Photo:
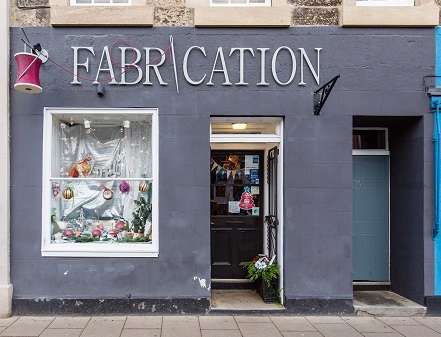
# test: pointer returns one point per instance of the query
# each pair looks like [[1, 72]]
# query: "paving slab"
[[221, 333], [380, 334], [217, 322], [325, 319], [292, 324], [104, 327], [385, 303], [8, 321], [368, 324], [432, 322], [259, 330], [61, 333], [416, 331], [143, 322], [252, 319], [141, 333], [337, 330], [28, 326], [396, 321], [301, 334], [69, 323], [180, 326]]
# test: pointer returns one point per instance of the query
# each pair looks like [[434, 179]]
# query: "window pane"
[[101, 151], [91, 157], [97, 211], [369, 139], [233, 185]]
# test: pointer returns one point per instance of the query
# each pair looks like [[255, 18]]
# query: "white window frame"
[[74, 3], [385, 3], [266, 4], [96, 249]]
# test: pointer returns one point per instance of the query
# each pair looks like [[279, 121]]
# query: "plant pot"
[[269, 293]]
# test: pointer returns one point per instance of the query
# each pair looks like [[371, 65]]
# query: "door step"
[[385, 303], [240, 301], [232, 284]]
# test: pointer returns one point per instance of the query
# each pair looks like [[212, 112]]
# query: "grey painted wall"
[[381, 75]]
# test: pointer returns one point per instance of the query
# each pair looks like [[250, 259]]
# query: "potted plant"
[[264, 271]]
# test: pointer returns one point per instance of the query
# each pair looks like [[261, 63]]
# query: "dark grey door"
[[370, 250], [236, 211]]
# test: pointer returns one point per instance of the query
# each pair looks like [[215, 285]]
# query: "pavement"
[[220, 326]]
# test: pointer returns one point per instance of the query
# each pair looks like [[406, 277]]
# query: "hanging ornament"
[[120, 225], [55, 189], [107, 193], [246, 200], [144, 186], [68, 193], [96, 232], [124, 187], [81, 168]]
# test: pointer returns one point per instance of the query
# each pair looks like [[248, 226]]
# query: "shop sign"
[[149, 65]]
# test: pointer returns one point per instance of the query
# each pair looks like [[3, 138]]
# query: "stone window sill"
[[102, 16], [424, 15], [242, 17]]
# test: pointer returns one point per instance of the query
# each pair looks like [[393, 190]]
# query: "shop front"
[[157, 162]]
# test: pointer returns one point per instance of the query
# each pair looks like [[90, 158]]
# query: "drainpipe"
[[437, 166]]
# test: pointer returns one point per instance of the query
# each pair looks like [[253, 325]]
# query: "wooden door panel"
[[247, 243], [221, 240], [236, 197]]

--

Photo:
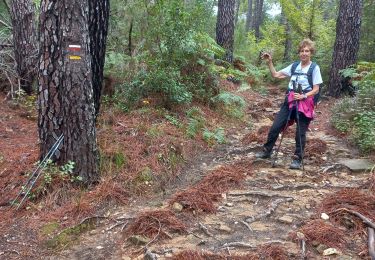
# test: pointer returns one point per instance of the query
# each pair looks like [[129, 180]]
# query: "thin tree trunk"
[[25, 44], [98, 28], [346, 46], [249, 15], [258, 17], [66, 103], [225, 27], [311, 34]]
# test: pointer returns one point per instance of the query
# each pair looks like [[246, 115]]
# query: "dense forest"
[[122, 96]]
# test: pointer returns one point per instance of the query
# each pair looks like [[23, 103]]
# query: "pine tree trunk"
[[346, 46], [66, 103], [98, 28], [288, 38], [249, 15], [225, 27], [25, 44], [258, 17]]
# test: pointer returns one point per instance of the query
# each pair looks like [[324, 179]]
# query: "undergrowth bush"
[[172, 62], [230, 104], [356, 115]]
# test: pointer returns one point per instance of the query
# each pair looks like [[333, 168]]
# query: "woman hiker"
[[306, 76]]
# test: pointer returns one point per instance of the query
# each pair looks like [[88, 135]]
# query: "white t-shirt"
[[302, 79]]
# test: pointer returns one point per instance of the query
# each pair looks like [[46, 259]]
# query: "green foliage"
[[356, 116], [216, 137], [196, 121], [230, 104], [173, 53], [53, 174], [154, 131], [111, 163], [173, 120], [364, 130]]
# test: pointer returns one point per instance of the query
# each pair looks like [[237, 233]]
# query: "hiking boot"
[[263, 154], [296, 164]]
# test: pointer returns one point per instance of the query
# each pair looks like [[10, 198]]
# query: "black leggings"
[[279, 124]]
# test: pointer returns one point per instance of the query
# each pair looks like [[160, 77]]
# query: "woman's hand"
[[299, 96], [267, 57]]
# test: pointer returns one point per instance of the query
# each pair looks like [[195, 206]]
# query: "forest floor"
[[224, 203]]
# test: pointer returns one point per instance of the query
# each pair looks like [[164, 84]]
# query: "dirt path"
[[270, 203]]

### What to do
Find each line in the listing above that contains the word "door" and copy those lines.

### Solved problem
# query: "door step"
# query: "dark grey door"
# query: "wooden door panel"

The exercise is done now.